-- Begin Available data --

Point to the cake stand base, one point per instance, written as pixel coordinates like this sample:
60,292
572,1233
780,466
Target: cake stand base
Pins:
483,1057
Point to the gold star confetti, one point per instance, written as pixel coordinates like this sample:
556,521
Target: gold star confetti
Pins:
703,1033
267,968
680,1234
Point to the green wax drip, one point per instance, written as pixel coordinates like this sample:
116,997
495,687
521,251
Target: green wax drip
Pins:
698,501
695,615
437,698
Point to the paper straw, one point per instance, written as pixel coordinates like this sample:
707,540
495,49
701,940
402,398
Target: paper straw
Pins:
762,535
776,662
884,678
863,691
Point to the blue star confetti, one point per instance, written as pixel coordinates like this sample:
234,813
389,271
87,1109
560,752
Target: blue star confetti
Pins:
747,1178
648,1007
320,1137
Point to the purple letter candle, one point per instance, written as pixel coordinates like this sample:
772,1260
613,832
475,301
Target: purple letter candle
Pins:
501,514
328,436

-- End Available data --

• [Given problem]
Copy all of the data above line for line, keeping every character unchanged.

• [Answer in full]
Point to the cake stand base, one point per instance, written as pixel coordinates like this sample:
60,292
572,1233
780,466
Target: cake stand base
Pins:
483,1057
Point to the gold star confetti, one point per instance, written as pixel coordinates like this sample:
556,521
Target: gold star confetti
Pins:
703,1033
267,968
680,1234
Point to the green wax drip, one point per instance, written as pixel coordinates like this sample:
116,997
495,687
521,251
Target: green wax drip
Pins:
698,501
695,615
437,698
Point to the paper straw, one point per instance, written as pixel coordinates like this sample:
707,540
495,49
701,940
402,398
Target: paper straw
Pins:
762,535
776,662
884,678
863,691
Point to the blue star confetti, one point per instance, written as pixel coordinates like this sample:
234,813
389,271
87,1109
560,752
Target: blue star confetti
Pins:
747,1178
648,1007
320,1137
Point to the purple letter candle, one point per instance, written as pixel coordinates like this sample:
772,1260
613,832
475,301
Target: purple letter candle
Pins:
501,514
328,436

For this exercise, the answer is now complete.